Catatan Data
· · · · ·

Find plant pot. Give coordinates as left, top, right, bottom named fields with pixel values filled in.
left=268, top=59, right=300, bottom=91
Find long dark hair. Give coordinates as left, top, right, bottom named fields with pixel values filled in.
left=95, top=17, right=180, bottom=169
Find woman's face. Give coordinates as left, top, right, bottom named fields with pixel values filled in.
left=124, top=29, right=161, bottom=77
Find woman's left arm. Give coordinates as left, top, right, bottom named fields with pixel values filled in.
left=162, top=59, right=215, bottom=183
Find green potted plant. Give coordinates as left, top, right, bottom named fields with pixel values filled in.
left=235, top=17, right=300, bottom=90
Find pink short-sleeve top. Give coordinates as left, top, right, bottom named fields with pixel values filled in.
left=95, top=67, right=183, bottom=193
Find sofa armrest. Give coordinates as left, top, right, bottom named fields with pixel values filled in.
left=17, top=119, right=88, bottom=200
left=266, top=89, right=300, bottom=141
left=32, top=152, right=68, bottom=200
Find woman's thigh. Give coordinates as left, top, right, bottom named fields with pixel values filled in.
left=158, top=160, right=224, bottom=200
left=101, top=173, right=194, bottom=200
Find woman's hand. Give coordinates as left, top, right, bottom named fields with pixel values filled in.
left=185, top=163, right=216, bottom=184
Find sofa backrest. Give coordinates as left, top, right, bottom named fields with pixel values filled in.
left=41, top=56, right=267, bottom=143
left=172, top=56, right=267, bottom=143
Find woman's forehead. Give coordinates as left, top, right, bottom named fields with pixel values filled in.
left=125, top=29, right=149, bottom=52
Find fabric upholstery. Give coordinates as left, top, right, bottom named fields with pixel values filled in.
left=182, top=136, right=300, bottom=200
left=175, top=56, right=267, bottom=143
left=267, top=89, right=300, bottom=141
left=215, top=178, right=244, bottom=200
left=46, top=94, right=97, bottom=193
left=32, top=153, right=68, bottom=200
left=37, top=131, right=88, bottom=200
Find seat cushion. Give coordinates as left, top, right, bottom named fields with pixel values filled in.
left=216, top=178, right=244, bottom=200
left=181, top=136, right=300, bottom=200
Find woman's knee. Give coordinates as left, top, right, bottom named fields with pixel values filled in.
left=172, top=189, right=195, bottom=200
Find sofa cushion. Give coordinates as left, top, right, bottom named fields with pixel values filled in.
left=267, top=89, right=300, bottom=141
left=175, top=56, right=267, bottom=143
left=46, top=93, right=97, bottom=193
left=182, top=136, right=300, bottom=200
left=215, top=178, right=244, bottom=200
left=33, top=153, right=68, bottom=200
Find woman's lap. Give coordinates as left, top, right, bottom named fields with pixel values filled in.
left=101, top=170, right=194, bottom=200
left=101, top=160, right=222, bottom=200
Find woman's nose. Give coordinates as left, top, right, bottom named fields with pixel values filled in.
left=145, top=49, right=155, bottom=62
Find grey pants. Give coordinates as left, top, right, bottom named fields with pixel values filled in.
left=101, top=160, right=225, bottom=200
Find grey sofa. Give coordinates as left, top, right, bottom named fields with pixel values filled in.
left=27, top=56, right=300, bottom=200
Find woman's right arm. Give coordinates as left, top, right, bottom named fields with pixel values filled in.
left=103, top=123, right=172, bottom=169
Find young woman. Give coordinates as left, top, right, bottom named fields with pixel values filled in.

· · · · ·

= Permintaan Tertulis =
Ubah semua item di atas menjadi daftar JSON berisi string, satu string untuk tiap baris, tanpa menyertakan baris kosong.

= Penyelesaian Soal Ini =
[
  "Find plant pot. Give coordinates as left, top, right, bottom named fields with pixel values filled in.",
  "left=268, top=59, right=300, bottom=91",
  "Find long dark hair. Give coordinates as left, top, right, bottom named fields with pixel values filled in.",
  "left=95, top=17, right=180, bottom=169",
  "Find woman's face. Give coordinates as left, top, right, bottom named fields with pixel values filled in.",
  "left=124, top=29, right=161, bottom=77",
  "Find woman's left arm. Give coordinates as left, top, right, bottom named fields with pixel values filled in.",
  "left=162, top=59, right=215, bottom=183",
  "Find green potted plant. Give coordinates as left, top, right, bottom named fields with pixel values filled in.",
  "left=235, top=17, right=300, bottom=90",
  "Find pink short-sleeve top. Give coordinates as left, top, right, bottom named fields with pixel values filled in.",
  "left=95, top=67, right=183, bottom=193",
  "Find sofa armrest. Give coordinates as left, top, right, bottom named fields with pixel values filled in.",
  "left=17, top=119, right=88, bottom=200",
  "left=266, top=89, right=300, bottom=141",
  "left=32, top=152, right=68, bottom=200",
  "Find woman's thigh. Give coordinates as left, top, right, bottom named fields with pixel values filled in.",
  "left=158, top=160, right=224, bottom=200",
  "left=101, top=173, right=194, bottom=200",
  "Find woman's hand. Give coordinates as left, top, right, bottom named fields with pixel values filled in.",
  "left=185, top=163, right=216, bottom=184",
  "Find sofa backrest. Give coordinates as left, top, right, bottom named fields with pixel values filled in.",
  "left=41, top=56, right=267, bottom=143",
  "left=172, top=56, right=267, bottom=143",
  "Find woman's forehead. Give coordinates as left, top, right, bottom named fields with pixel values filled in.",
  "left=125, top=29, right=149, bottom=52",
  "Find fabric upholstery. Give coordinates as left, top, right, bottom named fields with pixel values filled in.",
  "left=182, top=136, right=300, bottom=200",
  "left=175, top=56, right=267, bottom=143",
  "left=267, top=89, right=300, bottom=141",
  "left=215, top=178, right=244, bottom=200",
  "left=46, top=94, right=97, bottom=193",
  "left=32, top=153, right=68, bottom=200",
  "left=37, top=131, right=88, bottom=200",
  "Find seat cushion. Give coordinates as left, top, right, bottom named fields with pixel values filled in.",
  "left=216, top=178, right=244, bottom=200",
  "left=181, top=136, right=300, bottom=200",
  "Find woman's knee. Give coordinates as left, top, right, bottom named fields with pixel values filled in.",
  "left=172, top=189, right=195, bottom=200",
  "Find sofa cushion. Give coordinates as left, top, right, bottom named fields with pixel values filled in.",
  "left=267, top=89, right=300, bottom=141",
  "left=175, top=56, right=267, bottom=143",
  "left=46, top=93, right=97, bottom=193",
  "left=182, top=136, right=300, bottom=200",
  "left=215, top=178, right=244, bottom=200",
  "left=33, top=153, right=68, bottom=200",
  "Find woman's lap. Give coordinates as left, top, right, bottom named fields with pixel values filled in.",
  "left=101, top=170, right=194, bottom=200",
  "left=101, top=160, right=222, bottom=200",
  "Find woman's nose. Give coordinates as left, top, right, bottom named fields with pixel values filled in.",
  "left=145, top=49, right=155, bottom=62",
  "Find grey pants. Give coordinates as left, top, right, bottom named fields with pixel values filled in.",
  "left=101, top=160, right=225, bottom=200",
  "Find grey sofa. Give coordinates as left, top, right, bottom named fields with pixel values filled in.",
  "left=27, top=56, right=300, bottom=200",
  "Find woman's right arm. Give coordinates as left, top, right, bottom named fields with pixel values filled in.",
  "left=103, top=123, right=172, bottom=169",
  "Find young woman. Give coordinates as left, top, right, bottom named fields with pixel values filled in."
]